[Position annotation entries]
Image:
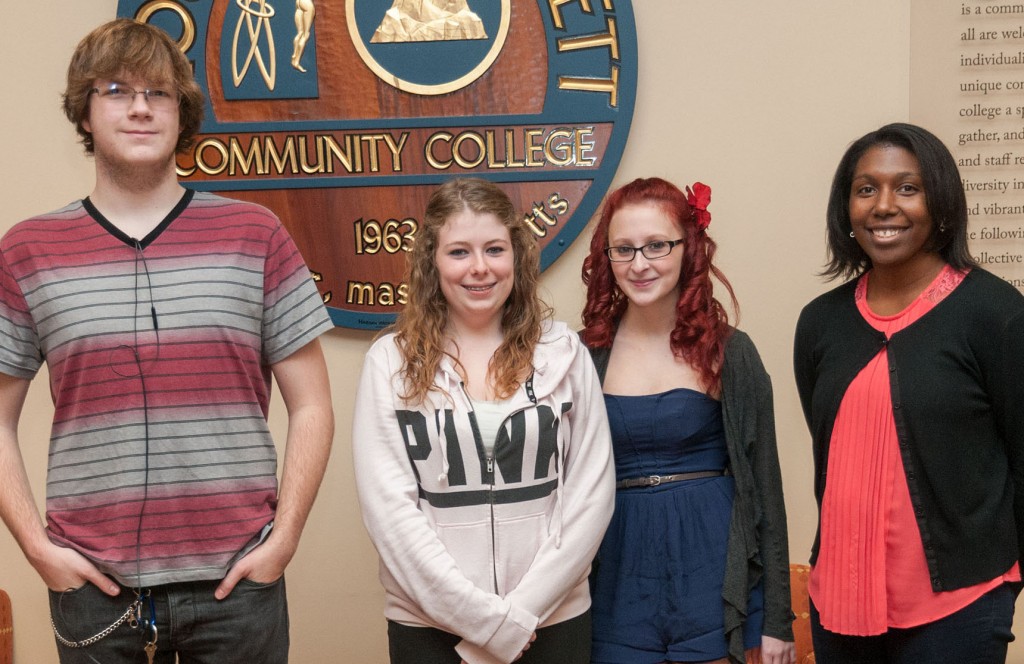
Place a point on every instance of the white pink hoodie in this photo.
(488, 549)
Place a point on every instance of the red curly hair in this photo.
(701, 323)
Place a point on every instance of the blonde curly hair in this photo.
(421, 328)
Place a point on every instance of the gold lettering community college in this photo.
(334, 154)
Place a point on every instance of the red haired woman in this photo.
(694, 566)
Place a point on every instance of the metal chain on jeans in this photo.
(134, 607)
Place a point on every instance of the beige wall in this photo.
(756, 98)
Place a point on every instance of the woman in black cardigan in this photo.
(910, 379)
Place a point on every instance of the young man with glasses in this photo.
(161, 315)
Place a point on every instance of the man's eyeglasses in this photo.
(121, 93)
(651, 250)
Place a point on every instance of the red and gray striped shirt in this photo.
(161, 464)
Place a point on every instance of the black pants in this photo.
(977, 633)
(564, 642)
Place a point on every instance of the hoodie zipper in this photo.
(489, 464)
(488, 478)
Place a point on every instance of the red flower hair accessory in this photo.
(698, 198)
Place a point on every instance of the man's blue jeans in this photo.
(250, 625)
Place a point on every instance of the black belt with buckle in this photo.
(653, 481)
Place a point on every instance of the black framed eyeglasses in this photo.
(651, 250)
(123, 94)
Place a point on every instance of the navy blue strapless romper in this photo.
(657, 579)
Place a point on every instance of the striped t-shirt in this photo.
(161, 464)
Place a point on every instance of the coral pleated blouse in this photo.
(870, 573)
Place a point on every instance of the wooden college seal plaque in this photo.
(343, 117)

== Goal of the exercise ==
Can you rewrite the entries starting with the line containing "Place a point on every instance of the man's blue" and going on through the end of the entries, replacing each "Place a point on" with "Put a dot on" and leaving everything else unchanged?

== Answer to this task ==
Put a dot on every instance of the man's blue jeans in this photo.
(250, 625)
Put a dot on every instance of the black belt with buckle in this photo.
(653, 481)
Put a dot on every instance of the black framed eyeglasses in this photo.
(651, 250)
(123, 94)
Put a dot on every instance of the navy blue strapless romper in this photo.
(657, 579)
Put a dot on every instance of the striped t-shirt in this photo.
(161, 464)
Put a dot on every instance of the coral pleated blouse in this photo.
(870, 573)
Put a dot on every instance of the wooden college seal plaque in this photo.
(343, 117)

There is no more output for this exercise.